#### [WHAT TO PRODUCE]
Leave the pictures aside and give back every entry below word for word.

[Dataset entries]
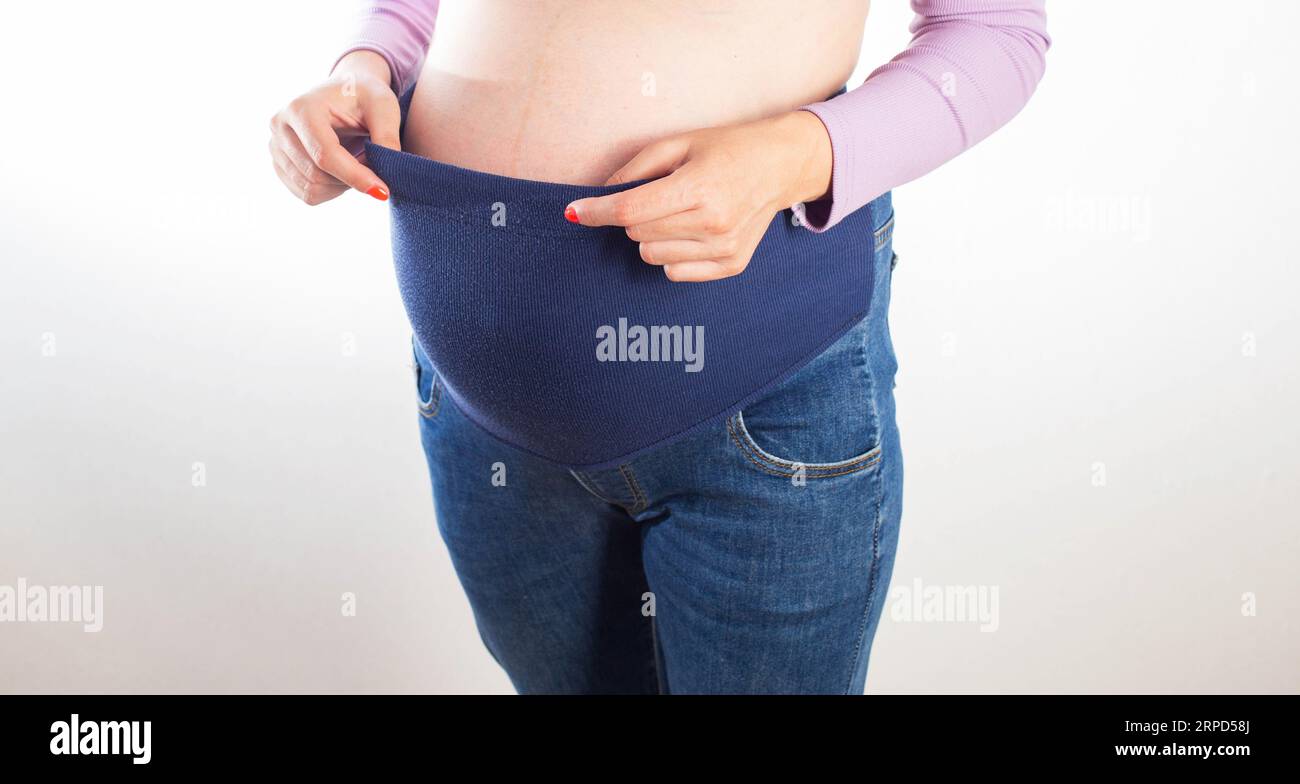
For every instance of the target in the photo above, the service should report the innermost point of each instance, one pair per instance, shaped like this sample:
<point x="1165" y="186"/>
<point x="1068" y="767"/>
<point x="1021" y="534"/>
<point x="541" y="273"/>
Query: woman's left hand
<point x="716" y="193"/>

#### [RESULT OF THE TASK]
For every instance of the target in the photo above, the service should report the innermost point of each instance, one pair per instance, shaped like this sample:
<point x="1165" y="186"/>
<point x="1068" y="767"/>
<point x="1021" y="534"/>
<point x="541" y="273"/>
Query: woman's left hand
<point x="716" y="193"/>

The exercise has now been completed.